## DOCUMENT PASSAGE
NAME

Labrador::Crawler::CrawlerHandler

SYPNOPSIS

	use Labrador::Crawler::CrawlerHandler
	my $manager = new Labrador::Crawler::CrawlerHandler(
		config => $config,
		dispatcher => 'sibu.dcs.gla.ac.uk',
		port => 2680);
	$manager->run();
	exit;

DESCRIPTION

Communicates with the dispatcher, generally managing this crawler.

CONFIGURATION

This module is affected by the following configuration file directives:

SpiderSyncStats
SpiderName
FollowTagLinks
AllowedProtocols
ContentHandler

METHODS

new(%params)

Pure instantiation.

init(%params)

Automatically called from the constructor.

Instantiates Labrador::Crawler::Agent
Instantiates WWW::RobotRules
Instantiates Labrador::Common::RobotsCache
Loads file name extensions blacklist into a regex
Loads content type whitelists into regexs
Loads follow tag whitelist into a regex
Loads Protocol scheme whitelist into a regex
Instantiates all ContentHandlers
Sets default for retries.

run

Commence crawling. Doesn't return until crawling ends. Fetches next URL from $manager->next_url(), checks it for robots.txt compliance, and crawls it. Syncs stats with the dispatcher if enough time has expired. Also involves a retry mechanism for retries - backs off for 5 seconds each time it finds no work to do, upto work_retries times.

agent_success($url, $document)

Probably the most important subroutine in the entire crawler Event called by agent, when it has successfully retrieved $url. All sorts of useful information wrapped up in $document. For more information see, the documentation for Labrador::Crawler::Document

agent_redirect($url, $HTTPresponse)

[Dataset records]
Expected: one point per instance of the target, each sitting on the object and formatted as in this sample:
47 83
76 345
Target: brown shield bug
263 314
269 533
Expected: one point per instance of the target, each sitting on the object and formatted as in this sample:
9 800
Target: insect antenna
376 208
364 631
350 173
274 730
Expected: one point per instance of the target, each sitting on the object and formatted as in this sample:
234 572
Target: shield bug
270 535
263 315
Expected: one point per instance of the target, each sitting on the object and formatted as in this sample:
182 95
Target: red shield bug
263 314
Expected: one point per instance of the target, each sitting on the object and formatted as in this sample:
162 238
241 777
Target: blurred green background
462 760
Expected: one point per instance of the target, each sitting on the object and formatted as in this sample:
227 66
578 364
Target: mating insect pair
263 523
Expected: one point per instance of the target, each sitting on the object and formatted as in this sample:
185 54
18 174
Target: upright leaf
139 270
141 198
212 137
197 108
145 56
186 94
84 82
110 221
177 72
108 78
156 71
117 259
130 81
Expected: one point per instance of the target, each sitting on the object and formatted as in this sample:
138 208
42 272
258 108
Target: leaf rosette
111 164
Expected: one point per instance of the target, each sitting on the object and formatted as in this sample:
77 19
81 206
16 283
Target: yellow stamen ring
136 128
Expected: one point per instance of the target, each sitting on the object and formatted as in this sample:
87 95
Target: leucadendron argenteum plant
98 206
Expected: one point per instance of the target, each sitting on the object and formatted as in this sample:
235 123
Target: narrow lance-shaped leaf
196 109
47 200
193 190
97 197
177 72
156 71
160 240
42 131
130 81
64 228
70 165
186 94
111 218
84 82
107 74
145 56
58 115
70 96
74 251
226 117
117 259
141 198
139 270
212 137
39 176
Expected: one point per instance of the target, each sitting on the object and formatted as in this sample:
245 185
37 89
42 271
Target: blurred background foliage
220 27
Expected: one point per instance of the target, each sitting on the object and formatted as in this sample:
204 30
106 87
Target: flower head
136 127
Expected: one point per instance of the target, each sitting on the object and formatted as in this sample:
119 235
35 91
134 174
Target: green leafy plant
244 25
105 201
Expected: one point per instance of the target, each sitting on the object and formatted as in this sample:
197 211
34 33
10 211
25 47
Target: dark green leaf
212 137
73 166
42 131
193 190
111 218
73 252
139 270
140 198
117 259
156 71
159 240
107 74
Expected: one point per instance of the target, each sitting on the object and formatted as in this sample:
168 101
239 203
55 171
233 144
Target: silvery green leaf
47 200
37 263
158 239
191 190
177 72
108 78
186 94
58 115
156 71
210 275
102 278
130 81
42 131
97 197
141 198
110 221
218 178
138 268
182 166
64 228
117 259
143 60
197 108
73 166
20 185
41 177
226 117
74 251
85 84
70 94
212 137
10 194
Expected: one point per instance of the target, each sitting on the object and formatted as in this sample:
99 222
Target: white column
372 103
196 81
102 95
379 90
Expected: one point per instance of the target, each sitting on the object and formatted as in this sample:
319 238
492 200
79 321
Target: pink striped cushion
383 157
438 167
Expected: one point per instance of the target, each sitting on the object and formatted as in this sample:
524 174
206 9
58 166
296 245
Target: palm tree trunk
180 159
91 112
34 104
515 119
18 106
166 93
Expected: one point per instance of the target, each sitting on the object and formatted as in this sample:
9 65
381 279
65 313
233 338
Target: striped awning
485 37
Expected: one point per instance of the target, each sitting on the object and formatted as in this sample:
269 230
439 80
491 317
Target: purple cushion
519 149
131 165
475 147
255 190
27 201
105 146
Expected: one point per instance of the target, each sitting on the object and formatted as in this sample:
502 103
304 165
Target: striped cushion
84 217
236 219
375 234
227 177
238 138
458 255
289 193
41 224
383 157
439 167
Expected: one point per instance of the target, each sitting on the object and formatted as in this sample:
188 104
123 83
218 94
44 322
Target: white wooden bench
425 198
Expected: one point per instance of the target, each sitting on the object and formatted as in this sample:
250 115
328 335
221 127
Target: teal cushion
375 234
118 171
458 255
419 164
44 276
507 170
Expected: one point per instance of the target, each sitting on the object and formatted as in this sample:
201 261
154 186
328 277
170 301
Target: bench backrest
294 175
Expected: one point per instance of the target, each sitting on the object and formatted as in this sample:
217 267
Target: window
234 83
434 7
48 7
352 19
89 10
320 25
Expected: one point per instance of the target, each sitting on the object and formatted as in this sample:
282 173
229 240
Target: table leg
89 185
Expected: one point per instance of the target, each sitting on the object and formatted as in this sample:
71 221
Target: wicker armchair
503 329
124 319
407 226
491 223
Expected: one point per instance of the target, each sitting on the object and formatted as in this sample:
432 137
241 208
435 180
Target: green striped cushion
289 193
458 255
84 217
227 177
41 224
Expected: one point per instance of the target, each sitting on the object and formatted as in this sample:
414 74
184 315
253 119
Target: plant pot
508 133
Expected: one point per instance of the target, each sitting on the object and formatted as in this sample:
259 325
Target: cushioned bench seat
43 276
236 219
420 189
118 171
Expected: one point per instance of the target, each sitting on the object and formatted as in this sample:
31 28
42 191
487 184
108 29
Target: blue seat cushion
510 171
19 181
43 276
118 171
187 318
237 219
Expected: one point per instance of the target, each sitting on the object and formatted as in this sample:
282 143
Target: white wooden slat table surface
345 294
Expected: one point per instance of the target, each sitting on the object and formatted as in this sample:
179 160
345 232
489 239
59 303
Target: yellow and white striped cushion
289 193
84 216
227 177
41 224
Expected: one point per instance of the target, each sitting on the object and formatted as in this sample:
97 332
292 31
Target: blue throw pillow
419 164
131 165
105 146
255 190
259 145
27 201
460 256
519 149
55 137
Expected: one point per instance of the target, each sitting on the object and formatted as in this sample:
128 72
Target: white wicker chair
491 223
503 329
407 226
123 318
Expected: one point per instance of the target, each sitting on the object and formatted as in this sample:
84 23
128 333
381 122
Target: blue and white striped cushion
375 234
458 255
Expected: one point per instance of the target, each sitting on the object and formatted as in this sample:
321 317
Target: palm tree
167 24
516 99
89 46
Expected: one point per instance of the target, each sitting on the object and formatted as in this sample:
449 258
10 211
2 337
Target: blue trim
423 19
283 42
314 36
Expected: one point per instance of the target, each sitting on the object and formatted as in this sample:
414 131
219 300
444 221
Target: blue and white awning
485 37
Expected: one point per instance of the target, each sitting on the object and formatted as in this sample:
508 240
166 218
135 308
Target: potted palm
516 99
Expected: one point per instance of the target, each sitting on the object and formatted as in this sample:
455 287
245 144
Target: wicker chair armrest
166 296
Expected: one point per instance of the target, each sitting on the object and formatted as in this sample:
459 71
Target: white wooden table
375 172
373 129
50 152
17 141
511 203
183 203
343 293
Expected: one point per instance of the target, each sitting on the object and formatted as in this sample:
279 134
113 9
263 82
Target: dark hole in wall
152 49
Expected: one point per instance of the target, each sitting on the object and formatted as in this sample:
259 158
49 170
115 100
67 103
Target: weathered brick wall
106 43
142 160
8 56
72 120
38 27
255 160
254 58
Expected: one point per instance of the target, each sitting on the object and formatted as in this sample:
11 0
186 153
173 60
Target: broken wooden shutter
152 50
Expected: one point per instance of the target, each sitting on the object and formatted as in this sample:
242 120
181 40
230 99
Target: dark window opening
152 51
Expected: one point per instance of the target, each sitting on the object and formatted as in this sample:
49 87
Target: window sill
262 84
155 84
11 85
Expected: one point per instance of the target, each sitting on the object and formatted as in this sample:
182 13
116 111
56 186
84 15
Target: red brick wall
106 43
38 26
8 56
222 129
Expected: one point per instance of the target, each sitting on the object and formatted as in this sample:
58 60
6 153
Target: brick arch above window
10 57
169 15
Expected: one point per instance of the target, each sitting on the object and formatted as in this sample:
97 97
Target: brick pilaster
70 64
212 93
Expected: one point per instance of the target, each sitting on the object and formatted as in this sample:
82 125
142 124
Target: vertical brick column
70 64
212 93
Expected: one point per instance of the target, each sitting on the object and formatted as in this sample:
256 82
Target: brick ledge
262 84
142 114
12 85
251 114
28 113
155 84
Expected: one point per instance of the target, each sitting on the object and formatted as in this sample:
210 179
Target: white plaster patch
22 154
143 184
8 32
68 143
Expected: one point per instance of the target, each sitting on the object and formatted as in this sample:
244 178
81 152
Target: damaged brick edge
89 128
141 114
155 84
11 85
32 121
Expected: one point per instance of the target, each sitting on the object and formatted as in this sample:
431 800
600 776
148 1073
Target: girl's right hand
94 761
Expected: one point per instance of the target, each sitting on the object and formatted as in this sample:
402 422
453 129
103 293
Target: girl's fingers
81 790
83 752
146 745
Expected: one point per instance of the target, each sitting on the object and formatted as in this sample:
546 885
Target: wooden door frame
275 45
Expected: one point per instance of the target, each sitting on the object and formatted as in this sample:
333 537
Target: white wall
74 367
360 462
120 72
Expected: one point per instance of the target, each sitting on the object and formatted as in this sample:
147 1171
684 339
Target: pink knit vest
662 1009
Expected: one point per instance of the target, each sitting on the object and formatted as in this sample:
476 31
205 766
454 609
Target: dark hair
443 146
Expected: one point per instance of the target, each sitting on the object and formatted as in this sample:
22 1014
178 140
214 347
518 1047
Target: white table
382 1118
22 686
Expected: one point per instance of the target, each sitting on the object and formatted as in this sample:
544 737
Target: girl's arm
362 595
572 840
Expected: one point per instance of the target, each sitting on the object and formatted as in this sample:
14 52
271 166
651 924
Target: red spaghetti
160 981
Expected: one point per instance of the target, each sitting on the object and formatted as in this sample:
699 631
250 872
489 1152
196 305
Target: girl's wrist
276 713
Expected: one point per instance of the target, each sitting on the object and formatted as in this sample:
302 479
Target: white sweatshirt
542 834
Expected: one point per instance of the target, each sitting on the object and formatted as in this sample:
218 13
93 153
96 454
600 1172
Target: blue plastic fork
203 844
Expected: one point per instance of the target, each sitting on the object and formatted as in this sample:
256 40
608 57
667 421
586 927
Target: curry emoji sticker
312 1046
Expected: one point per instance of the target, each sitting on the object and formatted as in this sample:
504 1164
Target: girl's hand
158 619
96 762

## GIVEN PROBLEM 1
Answer these questions about the crawler handler documentation, one per line:
(a) What port number does the synopsis pass to the constructor?
(b) How long does the run method back off each time it finds no work to do?
(c) Which module's documentation does the agent_success entry refer to for more information?
## GIVEN PROBLEM 2
Pick up the crawler handler documentation after its final line and keep writing in the same style.

## OUTPUT 1
(a) 2680
(b) 5 seconds
(c) Labrador::Crawler::Document

## OUTPUT 2
Event method called when the Agent finds that $url redirects to another URL. More information can be found in $HTTPresponse.

The Manager treats a redirection as a page with only one URL on it.

agent_failure($url, $HTTPresponse)

Event method called when the Agent failed to retrieve $url. More information can be found in $HTTPresponse.

url_robots_allowed($url)

Checks whether $url is allowed by the robots.txt file on that host (if any). Will check it's own disk cache, dispatcher's disk cache, and finally retrieve the robots.txt if necessary.

run_url_filters($url)

Runs $url through each of the loaded URLFilters. Returns 1 if the URL is allowed, 0 otherwise.

run_content_filters($document, $privs)

Runs the document through all loaded content filters, altering values of $privs as it progresses. Notice that this shortcuts - it will terminate if all privilege values are zero.

shutdown()

Shutdown the crawler. Simplisticly undefs each of the objects fields.

PRIVATE METHODS

As usual, these are only documented for completeness, and should not be directly called.

_all_zero(@array): Returns 1 if all items of @array are false. (Remember false means 0 or "" or undef).
_load_module($name): Load the module called $name.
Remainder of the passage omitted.